BRIEF:
The entries should be given again in full. Alter nothing.

[Opening EXERCISE MATERIALS section]

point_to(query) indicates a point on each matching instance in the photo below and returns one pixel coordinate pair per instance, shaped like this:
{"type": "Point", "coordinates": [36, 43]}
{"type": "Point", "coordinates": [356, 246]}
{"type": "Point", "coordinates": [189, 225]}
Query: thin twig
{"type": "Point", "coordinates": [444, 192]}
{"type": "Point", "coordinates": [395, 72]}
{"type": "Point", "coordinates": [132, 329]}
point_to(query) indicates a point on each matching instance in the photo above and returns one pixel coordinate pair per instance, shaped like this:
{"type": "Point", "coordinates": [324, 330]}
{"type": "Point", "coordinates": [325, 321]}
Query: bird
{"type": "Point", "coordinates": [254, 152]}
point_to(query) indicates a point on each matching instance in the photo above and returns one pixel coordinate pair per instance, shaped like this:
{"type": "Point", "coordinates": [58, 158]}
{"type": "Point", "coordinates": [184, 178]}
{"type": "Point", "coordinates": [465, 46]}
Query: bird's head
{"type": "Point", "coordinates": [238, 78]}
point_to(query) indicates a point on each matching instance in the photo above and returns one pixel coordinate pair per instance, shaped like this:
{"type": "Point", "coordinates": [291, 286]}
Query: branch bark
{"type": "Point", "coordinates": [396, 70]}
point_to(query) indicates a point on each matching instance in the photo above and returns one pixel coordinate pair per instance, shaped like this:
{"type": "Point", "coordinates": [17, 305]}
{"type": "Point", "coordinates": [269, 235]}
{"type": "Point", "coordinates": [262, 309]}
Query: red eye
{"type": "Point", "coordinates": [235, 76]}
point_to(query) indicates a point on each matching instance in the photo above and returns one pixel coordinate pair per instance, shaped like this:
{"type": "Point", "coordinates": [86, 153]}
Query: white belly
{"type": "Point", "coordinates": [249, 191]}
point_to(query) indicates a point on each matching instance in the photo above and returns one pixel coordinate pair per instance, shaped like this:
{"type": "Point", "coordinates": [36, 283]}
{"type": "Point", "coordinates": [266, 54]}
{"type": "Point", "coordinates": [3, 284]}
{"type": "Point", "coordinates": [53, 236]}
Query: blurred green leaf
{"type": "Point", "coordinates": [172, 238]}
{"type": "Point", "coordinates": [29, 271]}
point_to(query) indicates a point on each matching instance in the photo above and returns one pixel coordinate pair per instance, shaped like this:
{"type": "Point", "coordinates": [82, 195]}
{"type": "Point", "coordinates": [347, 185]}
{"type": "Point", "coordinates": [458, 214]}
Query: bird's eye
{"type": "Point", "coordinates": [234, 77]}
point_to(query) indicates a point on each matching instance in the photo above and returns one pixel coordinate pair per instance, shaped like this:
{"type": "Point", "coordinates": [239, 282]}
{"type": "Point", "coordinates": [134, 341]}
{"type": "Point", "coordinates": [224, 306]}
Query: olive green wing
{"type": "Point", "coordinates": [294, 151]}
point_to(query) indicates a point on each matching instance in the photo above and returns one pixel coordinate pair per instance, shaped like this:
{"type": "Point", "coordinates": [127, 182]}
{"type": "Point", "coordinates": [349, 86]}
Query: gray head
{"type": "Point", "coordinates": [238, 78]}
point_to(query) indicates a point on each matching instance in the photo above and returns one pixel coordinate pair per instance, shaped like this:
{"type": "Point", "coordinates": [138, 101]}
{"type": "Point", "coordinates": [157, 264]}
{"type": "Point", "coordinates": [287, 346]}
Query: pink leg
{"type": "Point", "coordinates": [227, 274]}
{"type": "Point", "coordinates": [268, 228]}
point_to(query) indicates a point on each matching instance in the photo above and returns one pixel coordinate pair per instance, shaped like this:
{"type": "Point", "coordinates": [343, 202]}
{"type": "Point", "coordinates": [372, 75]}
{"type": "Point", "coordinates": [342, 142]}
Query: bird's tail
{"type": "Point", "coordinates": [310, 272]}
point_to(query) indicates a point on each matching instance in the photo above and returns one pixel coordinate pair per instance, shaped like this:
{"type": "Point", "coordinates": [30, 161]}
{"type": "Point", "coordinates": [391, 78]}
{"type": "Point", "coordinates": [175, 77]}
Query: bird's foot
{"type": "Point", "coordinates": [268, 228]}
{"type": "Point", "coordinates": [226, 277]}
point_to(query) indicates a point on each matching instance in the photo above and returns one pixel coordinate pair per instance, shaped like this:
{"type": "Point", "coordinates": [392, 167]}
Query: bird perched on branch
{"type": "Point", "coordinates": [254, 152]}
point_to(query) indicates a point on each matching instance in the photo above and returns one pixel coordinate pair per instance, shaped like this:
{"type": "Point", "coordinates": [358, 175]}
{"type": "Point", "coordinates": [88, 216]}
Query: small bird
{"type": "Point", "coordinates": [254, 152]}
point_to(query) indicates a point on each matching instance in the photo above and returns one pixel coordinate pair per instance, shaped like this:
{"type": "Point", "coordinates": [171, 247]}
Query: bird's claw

[Closing EXERCISE MATERIALS section]

ANSWER TO THE PROBLEM:
point_to(query) indicates a point on each matching instance in the photo below and returns one pixel coordinate pair per instance, shaped like this:
{"type": "Point", "coordinates": [36, 43]}
{"type": "Point", "coordinates": [356, 246]}
{"type": "Point", "coordinates": [189, 225]}
Query: thin twig
{"type": "Point", "coordinates": [444, 192]}
{"type": "Point", "coordinates": [395, 72]}
{"type": "Point", "coordinates": [132, 329]}
point_to(query) indicates a point on each matching instance in the photo above and returns one pixel coordinate pair per instance, shaped like this:
{"type": "Point", "coordinates": [324, 330]}
{"type": "Point", "coordinates": [325, 321]}
Query: bird
{"type": "Point", "coordinates": [254, 152]}
point_to(query) indicates a point on each matching instance in the photo above and returns one pixel coordinate pair per instance, shaped like this:
{"type": "Point", "coordinates": [58, 158]}
{"type": "Point", "coordinates": [184, 178]}
{"type": "Point", "coordinates": [465, 46]}
Query: bird's head
{"type": "Point", "coordinates": [238, 78]}
point_to(query) indicates a point on each matching instance in the photo above and returns one pixel coordinate pair per instance, shaped like this:
{"type": "Point", "coordinates": [291, 286]}
Query: branch bark
{"type": "Point", "coordinates": [396, 70]}
point_to(query) indicates a point on each matching instance in the photo above and returns one pixel coordinate pair per instance, shaped like this:
{"type": "Point", "coordinates": [17, 305]}
{"type": "Point", "coordinates": [269, 235]}
{"type": "Point", "coordinates": [262, 309]}
Query: red eye
{"type": "Point", "coordinates": [235, 76]}
point_to(query) indicates a point on each matching instance in the photo above and returns one pixel coordinate pair per instance, shaped like this:
{"type": "Point", "coordinates": [86, 153]}
Query: white belly
{"type": "Point", "coordinates": [249, 191]}
point_to(query) indicates a point on each matching instance in the photo above and returns one pixel coordinate pair per instance, shaped like this:
{"type": "Point", "coordinates": [36, 283]}
{"type": "Point", "coordinates": [266, 54]}
{"type": "Point", "coordinates": [3, 284]}
{"type": "Point", "coordinates": [53, 236]}
Query: blurred green leaf
{"type": "Point", "coordinates": [172, 238]}
{"type": "Point", "coordinates": [29, 271]}
point_to(query) indicates a point on each matching instance in the photo above and returns one pixel coordinate pair per instance, shaped like this:
{"type": "Point", "coordinates": [82, 195]}
{"type": "Point", "coordinates": [347, 185]}
{"type": "Point", "coordinates": [458, 214]}
Query: bird's eye
{"type": "Point", "coordinates": [234, 77]}
point_to(query) indicates a point on each matching instance in the photo above and returns one pixel coordinate pair per instance, shaped like this:
{"type": "Point", "coordinates": [239, 282]}
{"type": "Point", "coordinates": [134, 341]}
{"type": "Point", "coordinates": [224, 306]}
Query: olive green wing
{"type": "Point", "coordinates": [294, 151]}
point_to(query) indicates a point on each matching instance in the photo above and returns one pixel coordinate pair per instance, shaped like this:
{"type": "Point", "coordinates": [127, 182]}
{"type": "Point", "coordinates": [349, 86]}
Query: gray head
{"type": "Point", "coordinates": [238, 78]}
point_to(query) indicates a point on each matching instance in the photo above and returns one pixel coordinate pair per instance, shaped like this:
{"type": "Point", "coordinates": [138, 101]}
{"type": "Point", "coordinates": [157, 264]}
{"type": "Point", "coordinates": [287, 346]}
Query: pink leg
{"type": "Point", "coordinates": [227, 274]}
{"type": "Point", "coordinates": [268, 228]}
point_to(query) indicates a point on each matching instance in the photo above and returns one pixel coordinate pair per instance, shaped like this:
{"type": "Point", "coordinates": [343, 202]}
{"type": "Point", "coordinates": [372, 75]}
{"type": "Point", "coordinates": [342, 142]}
Query: bird's tail
{"type": "Point", "coordinates": [310, 272]}
point_to(query) indicates a point on each matching instance in the photo above and returns one pixel coordinate pair per instance, shaped like this:
{"type": "Point", "coordinates": [30, 161]}
{"type": "Point", "coordinates": [391, 78]}
{"type": "Point", "coordinates": [175, 77]}
Query: bird's foot
{"type": "Point", "coordinates": [268, 228]}
{"type": "Point", "coordinates": [226, 277]}
point_to(query) indicates a point on each matching instance in the photo above and returns one pixel coordinate pair per instance, shaped like this:
{"type": "Point", "coordinates": [392, 167]}
Query: bird perched on branch
{"type": "Point", "coordinates": [254, 152]}
point_to(query) indicates a point on each matching instance in the photo above and returns one pixel coordinate pair per instance, shaped like this:
{"type": "Point", "coordinates": [358, 175]}
{"type": "Point", "coordinates": [88, 216]}
Query: small bird
{"type": "Point", "coordinates": [254, 152]}
point_to(query) indicates a point on each matching instance in the photo above and returns one pixel coordinate pair per instance, shaped like this:
{"type": "Point", "coordinates": [171, 247]}
Query: bird's claw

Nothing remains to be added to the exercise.